(Exercise instructions):
A. According to the guide on closing a business in Romania, how long must payroll documentation be maintained?
B. Reproduce the guide on closing a business in Romania from "Closing a Business" to "how it’s done.", substituting "burden" for "hassle".

═══ Extract to read ═══

Closing a Business in Romania doesn’t need to be a hassle. On the contrary, it can be a very good occasion for a fresh start. As long as it’s properly prepared. Let’s see how it’s done.
The steps I need to take before closing my Business in Romania relate to closing the business relationships I had when the company was up and running: talking to the employees about the situation and finding solutions for each of them, ending rent&utilities contracts, scrapping or selling assets, managing the company archive. The deadline for maintaining payroll documentation is 50 years, and the deadline for maintaining accounting records and other financial documents is 10 years, starting from the end of the financial year during which they were drafted. I can keep the company archive in my location or make use of the services of specialised archival firms. In case I have associates, the Companies Law sets up the legal framework for the archival of company documents: "After the approval of the accounts and the end of the distribution, the registers and the documents of the company [...] which will not be needed by any of the associates, will be filed to the associate designated by the majority."

═══ Data to examine ═══

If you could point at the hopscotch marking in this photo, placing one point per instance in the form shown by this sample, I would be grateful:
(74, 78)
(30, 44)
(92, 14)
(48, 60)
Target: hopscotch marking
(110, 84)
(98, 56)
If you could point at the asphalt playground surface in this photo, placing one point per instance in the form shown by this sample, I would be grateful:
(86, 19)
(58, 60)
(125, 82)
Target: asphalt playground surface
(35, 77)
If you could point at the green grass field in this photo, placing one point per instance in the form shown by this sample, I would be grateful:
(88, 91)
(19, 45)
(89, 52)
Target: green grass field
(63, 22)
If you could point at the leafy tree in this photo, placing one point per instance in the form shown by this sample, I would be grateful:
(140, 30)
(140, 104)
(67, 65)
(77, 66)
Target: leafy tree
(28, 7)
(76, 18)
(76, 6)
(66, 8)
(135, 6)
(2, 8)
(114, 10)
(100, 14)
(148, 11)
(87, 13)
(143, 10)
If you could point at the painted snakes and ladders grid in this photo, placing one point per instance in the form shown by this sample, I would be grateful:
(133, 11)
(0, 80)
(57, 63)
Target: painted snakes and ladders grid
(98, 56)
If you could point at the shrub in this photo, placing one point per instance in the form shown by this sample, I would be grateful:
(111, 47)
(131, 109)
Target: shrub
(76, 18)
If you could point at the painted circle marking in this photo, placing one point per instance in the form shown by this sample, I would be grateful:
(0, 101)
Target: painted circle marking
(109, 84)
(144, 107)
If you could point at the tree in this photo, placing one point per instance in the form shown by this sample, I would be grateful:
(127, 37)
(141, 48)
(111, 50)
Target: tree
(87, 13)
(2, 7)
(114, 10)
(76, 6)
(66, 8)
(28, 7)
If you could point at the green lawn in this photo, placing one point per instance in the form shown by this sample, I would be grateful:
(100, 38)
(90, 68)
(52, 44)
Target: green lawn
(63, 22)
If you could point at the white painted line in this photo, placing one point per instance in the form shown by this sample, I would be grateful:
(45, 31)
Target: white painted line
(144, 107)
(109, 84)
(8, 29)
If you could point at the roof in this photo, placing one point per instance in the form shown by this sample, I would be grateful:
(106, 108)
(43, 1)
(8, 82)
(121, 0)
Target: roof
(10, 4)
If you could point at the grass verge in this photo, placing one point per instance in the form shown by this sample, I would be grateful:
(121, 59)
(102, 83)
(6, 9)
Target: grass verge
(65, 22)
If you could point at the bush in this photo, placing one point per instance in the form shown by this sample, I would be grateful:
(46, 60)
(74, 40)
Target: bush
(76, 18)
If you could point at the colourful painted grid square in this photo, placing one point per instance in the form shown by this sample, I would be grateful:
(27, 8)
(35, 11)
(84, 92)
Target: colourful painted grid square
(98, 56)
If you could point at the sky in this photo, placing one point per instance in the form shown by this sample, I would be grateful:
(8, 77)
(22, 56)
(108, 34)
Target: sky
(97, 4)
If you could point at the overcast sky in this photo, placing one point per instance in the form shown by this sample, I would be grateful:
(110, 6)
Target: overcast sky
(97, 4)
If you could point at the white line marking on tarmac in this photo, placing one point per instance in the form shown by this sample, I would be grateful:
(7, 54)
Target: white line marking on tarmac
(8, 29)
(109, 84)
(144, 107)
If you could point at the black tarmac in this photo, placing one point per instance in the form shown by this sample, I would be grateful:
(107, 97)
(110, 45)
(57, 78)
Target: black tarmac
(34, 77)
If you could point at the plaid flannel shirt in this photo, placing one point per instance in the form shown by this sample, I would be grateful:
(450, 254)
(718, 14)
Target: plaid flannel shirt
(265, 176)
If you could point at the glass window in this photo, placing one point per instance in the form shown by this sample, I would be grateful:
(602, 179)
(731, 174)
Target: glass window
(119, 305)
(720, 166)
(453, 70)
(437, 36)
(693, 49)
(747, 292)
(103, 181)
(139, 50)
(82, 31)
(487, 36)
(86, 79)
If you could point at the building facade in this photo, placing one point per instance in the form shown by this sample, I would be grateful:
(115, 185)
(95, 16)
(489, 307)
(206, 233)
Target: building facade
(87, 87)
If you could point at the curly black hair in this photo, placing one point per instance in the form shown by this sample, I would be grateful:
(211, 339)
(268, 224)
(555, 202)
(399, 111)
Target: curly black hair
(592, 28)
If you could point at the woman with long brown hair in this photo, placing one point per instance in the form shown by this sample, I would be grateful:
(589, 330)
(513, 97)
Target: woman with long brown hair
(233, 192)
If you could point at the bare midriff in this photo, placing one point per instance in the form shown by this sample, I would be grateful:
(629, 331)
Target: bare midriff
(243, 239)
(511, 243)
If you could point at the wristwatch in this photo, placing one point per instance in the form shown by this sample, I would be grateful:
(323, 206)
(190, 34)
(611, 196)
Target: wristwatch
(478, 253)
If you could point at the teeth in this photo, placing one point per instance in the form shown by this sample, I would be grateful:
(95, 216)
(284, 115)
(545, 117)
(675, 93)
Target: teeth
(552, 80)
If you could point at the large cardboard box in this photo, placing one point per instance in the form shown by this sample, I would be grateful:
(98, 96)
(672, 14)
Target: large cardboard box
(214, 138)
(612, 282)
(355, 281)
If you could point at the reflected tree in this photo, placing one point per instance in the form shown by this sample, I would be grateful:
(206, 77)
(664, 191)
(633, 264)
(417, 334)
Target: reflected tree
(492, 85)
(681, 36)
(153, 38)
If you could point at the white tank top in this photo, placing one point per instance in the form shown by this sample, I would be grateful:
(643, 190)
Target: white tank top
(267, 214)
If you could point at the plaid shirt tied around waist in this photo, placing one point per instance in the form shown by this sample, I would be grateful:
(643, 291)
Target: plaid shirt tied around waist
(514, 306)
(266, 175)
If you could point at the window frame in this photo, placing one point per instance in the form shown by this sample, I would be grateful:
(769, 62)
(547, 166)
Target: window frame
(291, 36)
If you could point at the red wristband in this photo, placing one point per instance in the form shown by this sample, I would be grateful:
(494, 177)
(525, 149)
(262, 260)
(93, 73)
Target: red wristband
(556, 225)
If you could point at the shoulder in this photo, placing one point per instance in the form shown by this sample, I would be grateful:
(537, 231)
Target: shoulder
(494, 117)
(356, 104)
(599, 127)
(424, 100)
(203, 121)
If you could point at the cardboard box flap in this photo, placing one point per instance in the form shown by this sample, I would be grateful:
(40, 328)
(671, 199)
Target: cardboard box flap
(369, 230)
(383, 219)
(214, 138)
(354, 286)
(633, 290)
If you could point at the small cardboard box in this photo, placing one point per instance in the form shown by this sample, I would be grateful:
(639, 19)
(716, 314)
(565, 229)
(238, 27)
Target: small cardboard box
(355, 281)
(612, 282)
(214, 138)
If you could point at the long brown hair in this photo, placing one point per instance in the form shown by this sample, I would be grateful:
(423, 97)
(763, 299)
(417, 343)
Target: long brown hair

═══

(Results by task):
A. 50 years.

B.
Closing a Business in Romania doesn’t need to be a burden. On the contrary, it can be a very good occasion for a fresh start. As long as it’s properly prepared. Let’s see how it’s done.